DIRECTIONS FOR THIS TASK:
Copy, without any alteration, the lines of the items below, starting with the line containing "matching white ceiling" and ending with the line containing "134,6,154,61", with both of those lines included.

(Stored entries)
────────────────────────────────────────

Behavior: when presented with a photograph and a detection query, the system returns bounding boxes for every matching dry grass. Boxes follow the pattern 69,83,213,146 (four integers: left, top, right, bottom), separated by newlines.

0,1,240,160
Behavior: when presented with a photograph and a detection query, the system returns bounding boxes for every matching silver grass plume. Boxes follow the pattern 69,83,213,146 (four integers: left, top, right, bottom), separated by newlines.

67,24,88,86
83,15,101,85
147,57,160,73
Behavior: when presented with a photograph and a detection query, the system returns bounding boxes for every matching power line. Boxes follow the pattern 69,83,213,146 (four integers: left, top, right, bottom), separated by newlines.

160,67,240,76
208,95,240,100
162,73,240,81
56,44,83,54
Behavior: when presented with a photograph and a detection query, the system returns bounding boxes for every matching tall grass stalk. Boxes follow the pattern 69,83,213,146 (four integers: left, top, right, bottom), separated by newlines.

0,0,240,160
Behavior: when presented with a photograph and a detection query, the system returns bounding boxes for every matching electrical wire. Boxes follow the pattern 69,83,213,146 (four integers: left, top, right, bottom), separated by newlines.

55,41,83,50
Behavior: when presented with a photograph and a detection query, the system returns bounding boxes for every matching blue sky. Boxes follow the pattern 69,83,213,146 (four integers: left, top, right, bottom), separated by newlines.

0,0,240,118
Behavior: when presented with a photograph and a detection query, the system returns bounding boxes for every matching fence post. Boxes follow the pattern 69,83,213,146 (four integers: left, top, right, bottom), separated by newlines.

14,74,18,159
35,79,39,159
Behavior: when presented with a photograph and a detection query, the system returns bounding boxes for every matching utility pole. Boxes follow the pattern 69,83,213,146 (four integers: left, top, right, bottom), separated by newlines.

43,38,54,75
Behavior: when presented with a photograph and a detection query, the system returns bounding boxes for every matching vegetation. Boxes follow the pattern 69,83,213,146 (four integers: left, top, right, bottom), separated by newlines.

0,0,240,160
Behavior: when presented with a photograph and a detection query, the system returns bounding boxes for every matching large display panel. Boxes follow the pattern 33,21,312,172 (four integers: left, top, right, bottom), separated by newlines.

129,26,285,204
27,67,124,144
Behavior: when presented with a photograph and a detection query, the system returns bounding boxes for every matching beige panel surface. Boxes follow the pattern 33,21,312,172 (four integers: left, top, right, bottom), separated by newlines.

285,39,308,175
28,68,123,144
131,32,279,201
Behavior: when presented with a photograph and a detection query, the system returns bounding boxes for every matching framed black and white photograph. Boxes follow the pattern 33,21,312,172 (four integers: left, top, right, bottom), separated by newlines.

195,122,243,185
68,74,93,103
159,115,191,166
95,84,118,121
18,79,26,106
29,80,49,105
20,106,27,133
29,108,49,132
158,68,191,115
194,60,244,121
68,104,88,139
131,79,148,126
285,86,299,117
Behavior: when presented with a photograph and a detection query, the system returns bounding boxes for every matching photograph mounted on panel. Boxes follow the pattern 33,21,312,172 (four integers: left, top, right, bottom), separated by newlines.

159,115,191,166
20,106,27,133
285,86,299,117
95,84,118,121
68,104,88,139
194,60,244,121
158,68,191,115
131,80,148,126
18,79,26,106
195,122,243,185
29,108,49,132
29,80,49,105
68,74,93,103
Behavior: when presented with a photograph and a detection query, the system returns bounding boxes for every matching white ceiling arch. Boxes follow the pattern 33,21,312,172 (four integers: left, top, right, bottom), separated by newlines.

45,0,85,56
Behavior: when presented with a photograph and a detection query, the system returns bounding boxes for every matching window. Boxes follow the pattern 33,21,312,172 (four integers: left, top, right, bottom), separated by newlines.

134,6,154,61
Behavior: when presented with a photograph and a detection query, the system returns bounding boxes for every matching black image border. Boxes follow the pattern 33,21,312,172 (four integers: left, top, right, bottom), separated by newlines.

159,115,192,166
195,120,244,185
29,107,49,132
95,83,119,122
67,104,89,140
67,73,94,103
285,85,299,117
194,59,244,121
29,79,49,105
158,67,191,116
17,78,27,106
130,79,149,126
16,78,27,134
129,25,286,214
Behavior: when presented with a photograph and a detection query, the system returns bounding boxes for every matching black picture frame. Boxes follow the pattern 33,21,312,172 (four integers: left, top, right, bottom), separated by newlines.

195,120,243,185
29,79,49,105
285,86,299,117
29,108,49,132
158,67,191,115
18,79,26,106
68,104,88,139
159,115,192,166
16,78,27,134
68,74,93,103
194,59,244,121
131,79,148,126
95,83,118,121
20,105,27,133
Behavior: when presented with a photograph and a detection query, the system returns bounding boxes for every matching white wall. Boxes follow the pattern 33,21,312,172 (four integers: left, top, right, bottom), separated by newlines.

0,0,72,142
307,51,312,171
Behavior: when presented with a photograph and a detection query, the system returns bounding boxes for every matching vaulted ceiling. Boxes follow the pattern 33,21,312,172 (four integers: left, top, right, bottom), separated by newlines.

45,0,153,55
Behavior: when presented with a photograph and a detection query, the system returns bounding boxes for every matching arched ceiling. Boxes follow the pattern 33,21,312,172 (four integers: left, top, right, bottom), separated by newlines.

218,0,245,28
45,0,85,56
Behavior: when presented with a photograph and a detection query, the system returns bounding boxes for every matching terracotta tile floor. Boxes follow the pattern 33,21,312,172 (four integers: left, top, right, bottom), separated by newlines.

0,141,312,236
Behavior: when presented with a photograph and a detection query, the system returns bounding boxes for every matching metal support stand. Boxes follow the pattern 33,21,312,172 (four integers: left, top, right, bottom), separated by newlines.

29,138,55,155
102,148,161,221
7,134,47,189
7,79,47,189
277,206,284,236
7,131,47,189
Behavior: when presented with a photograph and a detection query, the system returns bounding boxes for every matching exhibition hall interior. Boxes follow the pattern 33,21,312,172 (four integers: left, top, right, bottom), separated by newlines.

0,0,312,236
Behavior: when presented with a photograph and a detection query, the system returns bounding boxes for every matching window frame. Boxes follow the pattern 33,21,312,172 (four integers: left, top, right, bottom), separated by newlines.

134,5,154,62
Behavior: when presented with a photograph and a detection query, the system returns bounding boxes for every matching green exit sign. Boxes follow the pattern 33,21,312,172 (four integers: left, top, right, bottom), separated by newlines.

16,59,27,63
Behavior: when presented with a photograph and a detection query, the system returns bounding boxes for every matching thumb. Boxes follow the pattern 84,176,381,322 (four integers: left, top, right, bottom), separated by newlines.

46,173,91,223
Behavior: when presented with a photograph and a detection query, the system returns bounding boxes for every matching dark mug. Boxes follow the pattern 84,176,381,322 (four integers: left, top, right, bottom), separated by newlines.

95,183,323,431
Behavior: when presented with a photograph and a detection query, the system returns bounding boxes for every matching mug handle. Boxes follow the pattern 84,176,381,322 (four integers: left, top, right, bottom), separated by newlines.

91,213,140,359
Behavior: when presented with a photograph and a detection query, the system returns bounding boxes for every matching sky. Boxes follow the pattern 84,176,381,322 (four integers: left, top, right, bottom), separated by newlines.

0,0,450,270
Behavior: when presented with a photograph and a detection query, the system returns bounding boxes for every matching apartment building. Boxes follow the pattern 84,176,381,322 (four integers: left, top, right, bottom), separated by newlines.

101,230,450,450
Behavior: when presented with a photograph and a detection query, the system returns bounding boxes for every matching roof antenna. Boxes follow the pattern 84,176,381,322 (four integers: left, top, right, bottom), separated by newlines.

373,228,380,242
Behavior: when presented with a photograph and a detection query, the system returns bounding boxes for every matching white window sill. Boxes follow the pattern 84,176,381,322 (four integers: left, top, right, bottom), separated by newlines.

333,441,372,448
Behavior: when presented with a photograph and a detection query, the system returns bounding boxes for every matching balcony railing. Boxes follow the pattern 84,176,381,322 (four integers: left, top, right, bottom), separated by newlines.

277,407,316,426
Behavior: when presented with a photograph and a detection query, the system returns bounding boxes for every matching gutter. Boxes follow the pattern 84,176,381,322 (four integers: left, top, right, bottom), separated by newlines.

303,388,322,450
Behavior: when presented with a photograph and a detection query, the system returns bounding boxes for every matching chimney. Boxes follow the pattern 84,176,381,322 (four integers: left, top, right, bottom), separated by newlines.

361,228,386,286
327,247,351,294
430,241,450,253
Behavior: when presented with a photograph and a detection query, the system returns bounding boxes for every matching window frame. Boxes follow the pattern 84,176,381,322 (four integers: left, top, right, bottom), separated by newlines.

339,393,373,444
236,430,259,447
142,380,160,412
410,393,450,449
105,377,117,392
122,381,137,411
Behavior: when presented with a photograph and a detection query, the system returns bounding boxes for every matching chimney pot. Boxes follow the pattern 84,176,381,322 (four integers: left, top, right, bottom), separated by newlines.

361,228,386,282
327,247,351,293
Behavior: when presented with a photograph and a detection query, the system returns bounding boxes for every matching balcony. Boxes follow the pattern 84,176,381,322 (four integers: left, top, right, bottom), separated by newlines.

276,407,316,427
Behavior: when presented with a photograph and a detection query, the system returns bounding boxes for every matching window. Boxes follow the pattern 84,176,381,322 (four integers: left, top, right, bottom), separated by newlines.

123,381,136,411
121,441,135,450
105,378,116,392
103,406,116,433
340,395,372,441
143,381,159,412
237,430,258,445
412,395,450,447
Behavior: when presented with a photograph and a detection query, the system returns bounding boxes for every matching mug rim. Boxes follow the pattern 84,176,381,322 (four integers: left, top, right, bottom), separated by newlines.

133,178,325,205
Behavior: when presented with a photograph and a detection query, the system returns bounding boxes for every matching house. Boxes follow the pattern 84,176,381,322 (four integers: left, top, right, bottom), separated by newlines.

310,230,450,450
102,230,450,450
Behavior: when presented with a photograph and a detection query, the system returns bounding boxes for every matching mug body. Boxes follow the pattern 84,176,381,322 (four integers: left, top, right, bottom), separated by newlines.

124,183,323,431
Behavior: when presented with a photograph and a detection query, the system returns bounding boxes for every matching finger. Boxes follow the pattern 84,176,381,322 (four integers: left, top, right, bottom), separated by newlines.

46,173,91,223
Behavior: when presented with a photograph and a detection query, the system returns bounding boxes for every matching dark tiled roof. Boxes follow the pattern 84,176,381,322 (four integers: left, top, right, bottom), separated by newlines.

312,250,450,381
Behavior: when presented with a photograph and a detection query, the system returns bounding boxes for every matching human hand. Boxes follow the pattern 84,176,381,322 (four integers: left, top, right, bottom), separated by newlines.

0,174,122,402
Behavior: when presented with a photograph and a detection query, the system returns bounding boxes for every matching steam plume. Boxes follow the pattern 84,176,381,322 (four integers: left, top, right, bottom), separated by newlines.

────────────────────────────────────────

THE RESPONSE:
Behavior: when presented with a photograph and a detection query, the system returns bounding boxes for every matching white ceiling arch. Boxes follow the pattern 33,21,312,172 (four integers: left, top, right, bottom), separated by newlines.

45,0,85,56
Behavior: when presented with a photograph and a detection query, the system returns bounding boxes for every matching window. Boxes follow the pattern 33,21,312,172 (four integers: left, top, right, bottom), separated by newlines.

134,6,154,61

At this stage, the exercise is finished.